DIRECTIVE:
Update the part of the data that opens with the line containing "Where can the blurred" and closes with the line containing "pixel 104 163": reproduce only those lines, replacing "Dots" with "Points" and leaving everything else unchanged.

SOURCE DATA:
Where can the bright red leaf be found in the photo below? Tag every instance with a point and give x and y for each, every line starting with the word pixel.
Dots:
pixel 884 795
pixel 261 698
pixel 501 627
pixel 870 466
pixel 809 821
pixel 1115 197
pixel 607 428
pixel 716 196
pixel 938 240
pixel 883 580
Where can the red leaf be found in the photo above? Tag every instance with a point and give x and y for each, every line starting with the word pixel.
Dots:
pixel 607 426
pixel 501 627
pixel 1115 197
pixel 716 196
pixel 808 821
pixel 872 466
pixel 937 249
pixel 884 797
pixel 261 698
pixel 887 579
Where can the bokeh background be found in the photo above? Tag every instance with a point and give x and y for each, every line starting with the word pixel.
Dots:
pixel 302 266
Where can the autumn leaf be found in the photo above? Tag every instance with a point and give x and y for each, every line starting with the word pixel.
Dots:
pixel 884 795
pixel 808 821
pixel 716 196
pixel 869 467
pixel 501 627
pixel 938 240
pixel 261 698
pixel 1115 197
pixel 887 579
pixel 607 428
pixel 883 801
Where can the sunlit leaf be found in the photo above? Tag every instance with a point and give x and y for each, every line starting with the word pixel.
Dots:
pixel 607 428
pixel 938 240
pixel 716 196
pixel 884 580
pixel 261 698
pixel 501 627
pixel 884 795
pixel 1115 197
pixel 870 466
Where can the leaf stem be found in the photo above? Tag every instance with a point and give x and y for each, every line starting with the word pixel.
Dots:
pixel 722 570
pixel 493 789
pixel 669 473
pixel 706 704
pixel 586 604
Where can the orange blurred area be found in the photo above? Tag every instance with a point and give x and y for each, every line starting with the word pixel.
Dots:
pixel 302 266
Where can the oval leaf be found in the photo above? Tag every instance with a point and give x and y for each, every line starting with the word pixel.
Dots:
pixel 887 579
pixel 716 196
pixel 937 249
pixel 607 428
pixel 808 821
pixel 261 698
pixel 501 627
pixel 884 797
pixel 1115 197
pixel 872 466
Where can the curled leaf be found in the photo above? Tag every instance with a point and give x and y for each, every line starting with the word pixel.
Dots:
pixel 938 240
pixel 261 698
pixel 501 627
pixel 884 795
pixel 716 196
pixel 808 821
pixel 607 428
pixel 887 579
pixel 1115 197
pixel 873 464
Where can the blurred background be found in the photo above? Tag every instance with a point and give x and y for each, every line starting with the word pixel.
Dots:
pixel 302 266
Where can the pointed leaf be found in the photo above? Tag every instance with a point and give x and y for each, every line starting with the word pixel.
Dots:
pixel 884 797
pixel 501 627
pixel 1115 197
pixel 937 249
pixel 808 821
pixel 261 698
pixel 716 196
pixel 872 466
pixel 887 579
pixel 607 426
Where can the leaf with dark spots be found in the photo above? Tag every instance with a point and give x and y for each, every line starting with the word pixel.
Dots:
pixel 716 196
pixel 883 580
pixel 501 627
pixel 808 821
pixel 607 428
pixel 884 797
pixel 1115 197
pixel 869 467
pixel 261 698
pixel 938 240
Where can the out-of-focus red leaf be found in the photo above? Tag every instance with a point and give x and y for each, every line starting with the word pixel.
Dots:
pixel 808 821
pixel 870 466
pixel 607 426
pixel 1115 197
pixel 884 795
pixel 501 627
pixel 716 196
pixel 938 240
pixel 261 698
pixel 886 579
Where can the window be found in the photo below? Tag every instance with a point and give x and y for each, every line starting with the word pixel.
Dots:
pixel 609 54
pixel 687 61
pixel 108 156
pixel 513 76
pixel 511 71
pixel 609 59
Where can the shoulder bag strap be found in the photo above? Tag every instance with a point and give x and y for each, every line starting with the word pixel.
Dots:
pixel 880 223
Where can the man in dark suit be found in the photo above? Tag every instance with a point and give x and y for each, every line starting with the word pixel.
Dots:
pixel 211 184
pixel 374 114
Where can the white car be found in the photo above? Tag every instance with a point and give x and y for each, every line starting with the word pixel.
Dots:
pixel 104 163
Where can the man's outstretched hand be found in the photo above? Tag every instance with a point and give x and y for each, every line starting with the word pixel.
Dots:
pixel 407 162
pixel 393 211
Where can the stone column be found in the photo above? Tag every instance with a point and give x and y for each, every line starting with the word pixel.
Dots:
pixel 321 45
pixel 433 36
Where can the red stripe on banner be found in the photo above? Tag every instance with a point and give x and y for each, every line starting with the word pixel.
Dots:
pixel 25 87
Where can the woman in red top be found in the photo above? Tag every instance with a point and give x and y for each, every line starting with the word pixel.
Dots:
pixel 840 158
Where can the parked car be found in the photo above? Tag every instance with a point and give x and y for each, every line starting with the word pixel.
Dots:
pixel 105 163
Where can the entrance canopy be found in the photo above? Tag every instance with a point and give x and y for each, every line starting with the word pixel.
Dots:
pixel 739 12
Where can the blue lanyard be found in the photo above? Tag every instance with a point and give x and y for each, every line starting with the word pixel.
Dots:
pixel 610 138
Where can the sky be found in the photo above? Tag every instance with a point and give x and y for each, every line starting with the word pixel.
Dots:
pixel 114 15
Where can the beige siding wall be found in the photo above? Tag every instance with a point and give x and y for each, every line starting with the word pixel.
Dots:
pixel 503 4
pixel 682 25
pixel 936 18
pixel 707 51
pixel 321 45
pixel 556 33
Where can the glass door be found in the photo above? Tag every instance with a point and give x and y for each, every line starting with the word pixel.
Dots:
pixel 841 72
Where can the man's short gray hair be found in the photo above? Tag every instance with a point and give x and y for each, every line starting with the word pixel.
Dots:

RESULT BELOW:
Where can the blurred background be found in the photo above? Tag every instance with a point and give x and y for each, every line starting with the word pixel.
Points:
pixel 302 266
Where can the pointed leaf be found in the photo above? Tag every instance with a point and give x and y for each, every line starting with the word pixel.
Points:
pixel 884 797
pixel 501 627
pixel 1115 197
pixel 937 249
pixel 808 821
pixel 261 698
pixel 716 196
pixel 872 466
pixel 887 579
pixel 607 426
Where can the leaf with dark spots be found in the photo above? Tag every instance with a point and give x and y for each, every line starting with the word pixel.
Points:
pixel 716 196
pixel 883 580
pixel 501 627
pixel 808 821
pixel 607 428
pixel 884 797
pixel 1115 197
pixel 869 467
pixel 261 698
pixel 938 240
Where can the out-of-focus red leaf be found in the photo above? Tag every instance with a point and give x and y for each, every line starting with the word pixel.
Points:
pixel 808 821
pixel 870 466
pixel 607 426
pixel 1115 197
pixel 884 795
pixel 501 627
pixel 716 196
pixel 938 240
pixel 261 698
pixel 886 579
Where can the window be found in the photo below? Tag every instance with a point and give x and y for each, every line starting with the word pixel.
Points:
pixel 609 54
pixel 687 61
pixel 108 156
pixel 513 76
pixel 511 71
pixel 609 59
Where can the shoulder bag strap be found in the photo above? Tag every instance with a point and give x and y for each, every line starting with the word pixel.
Points:
pixel 880 223
Where can the man in dark suit be found in the photo above? Tag every instance with a point and give x and y for each, every line starting with the word pixel.
Points:
pixel 211 184
pixel 374 114
Where can the white car be found in the photo above? Tag every instance with a point and give x and y for each, every line starting with the word pixel.
Points:
pixel 104 163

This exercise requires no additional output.